Somit manifestiert sich das eigentliche Problem europäischer Sozialdemokratie eher in ihrer eigentümlichen Allianz aus gesellschaftspolitischer Progressivität und wirtschafts-, finanz-, steuer- außen- und handelspolitischem Neoliberalismus. Der Einsatz für eine formale Gleichberechtigung aller im Staat befindlichen Menschen unabhängig ihrer Herkunft, ihres Glaubens, ihrer Hautfarbe, ihres Geschlechts oder ihrer sexuellen Orientierung ist zu einem guten Teil unter Sozialdemokraten fortgeführt worden. Der Bruch mit ihrem Kerngeschäft, einen Ausgleich zwischen Arbeit und Kapital zu schaffen, kam mit der Agenda 2010 und den Hartz IV Reformen unter der Bundesregierung von SPD und Grünen.
------------------------------------
→ Aufgabe 1
Gib aus dem Text über die Sozialdemokratie den Abschnitt wieder, der bei „Somit manifestiert sich“ beginnt und bei „SPD und Grünen.“ endet.
→ Aufgabe 2
Welche Merkmale zählt der Text über die Sozialdemokratie auf, unabhängig von denen die formale Gleichberechtigung aller Menschen im Staat gelten soll? Nenne alle.
Das Material spielt hierfür keine Rolle.

→ Daten
------------------------------------
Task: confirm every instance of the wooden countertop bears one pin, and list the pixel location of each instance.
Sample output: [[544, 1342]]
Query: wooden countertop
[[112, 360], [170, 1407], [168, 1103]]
------------------------------------
→ Ergebnis 1
Somit manifestiert sich das eigentliche Problem europäischer Sozialdemokratie eher in ihrer eigentümlichen Allianz aus gesellschaftspolitischer Progressivität und wirtschafts-, finanz-, steuer- außen- und handelspolitischem Neoliberalismus. Der Einsatz für eine formale Gleichberechtigung aller im Staat befindlichen Menschen unabhängig ihrer Herkunft, ihres Glaubens, ihrer Hautfarbe, ihres Geschlechts oder ihrer sexuellen Orientierung ist zu einem guten Teil unter Sozialdemokraten fortgeführt worden. Der Bruch mit ihrem Kerngeschäft, einen Ausgleich zwischen Arbeit und Kapital zu schaffen, kam mit der Agenda 2010 und den Hartz IV Reformen unter der Bundesregierung von SPD und Grünen.

→ Ergebnis 2
Herkunft, Glaube, Hautfarbe, Geschlecht, sexuelle Orientierung